--- TEKS YANG DIBERIKAN ---
--------
“Historia Vitae Magistra.”
Kalimat tadi dikemukakan oleh seorang filsuf Romawi bernama Cicero yang hidup pada 106 – 43 sebelum Masehi. Artinya sejarah adalah guru kehidupan.
Karena sejarah adalah catatan masa lalu yang dibaca dan dikenang oleh generasi masa depan. Tujuannya agar generasi masa depan dapat mempelajari apa yang terjadi di masa lalu. Tak mengulang kesalahan yang sama serta mempertahankan aspek positif untuk generasi selanjutnya.
Kalimat ini sepertinya tak berlaku di Aceh. Karena kita selalu mengulang kisah yang sama serta masuk dalam perangkap lubang yang sama pula. Akhirnya kisah Aceh seperti sinetron kejar tayang di Indonesia, yang berepisode ratusan tanpa alur yang jelas dan pemain yang bertukar-tukar.
Tapi inilah Aceh.
Dalam catatan sejarah, negeri di ujung barat Sumatera ini selalu bercerita tentang dua hal. Dua hal tadi adalah peng griek atau uang dan juga soal pengkhianatan.
Hal inilah yang selalu membuat Aceh ‘gagal’ merdeka serta harus memulai siklus dari awal kembali.
Orang Aceh sejatinya adalah orang-orang yang ‘memuliakan’ sejarah bangsanya. Namun khusus pada bab ‘kemegahan’.
--------
(Entri Data Tersimpan)
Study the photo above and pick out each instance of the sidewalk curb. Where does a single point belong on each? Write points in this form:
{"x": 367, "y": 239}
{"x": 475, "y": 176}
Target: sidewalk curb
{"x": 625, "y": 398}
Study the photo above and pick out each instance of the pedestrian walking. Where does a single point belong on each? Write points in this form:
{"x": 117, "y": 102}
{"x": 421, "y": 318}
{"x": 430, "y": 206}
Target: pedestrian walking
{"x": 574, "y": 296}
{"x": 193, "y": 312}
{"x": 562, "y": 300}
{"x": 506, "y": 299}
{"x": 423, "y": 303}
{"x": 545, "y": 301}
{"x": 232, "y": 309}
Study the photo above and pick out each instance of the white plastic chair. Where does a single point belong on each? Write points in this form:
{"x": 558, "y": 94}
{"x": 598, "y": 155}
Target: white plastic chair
--------
Menurut teks tentang sejarah Aceh, apa dua hal yang selalu diceritakan dalam catatan sejarah negeri di ujung barat Sumatera itu? Materi tersebut berdiri sendiri dan tidak berkaitan dengan teks.

Uang (peng griek) dan pengkhianatan.